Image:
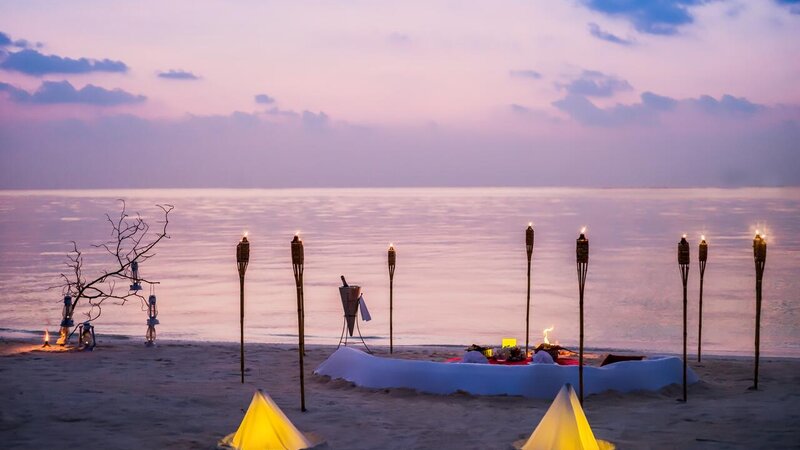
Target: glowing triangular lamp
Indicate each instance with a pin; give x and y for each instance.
(564, 427)
(266, 427)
◆ ◆ ◆ ◆
Given problem
Update the items above by changing "lamp" to "light" everywhere it appears and leaving everything else as it is. Rewrite the items without the pictures.

Complete answer
Image:
Target: glowing triangular light
Indicate each instance with a pin; give x and y for each instance.
(564, 427)
(266, 427)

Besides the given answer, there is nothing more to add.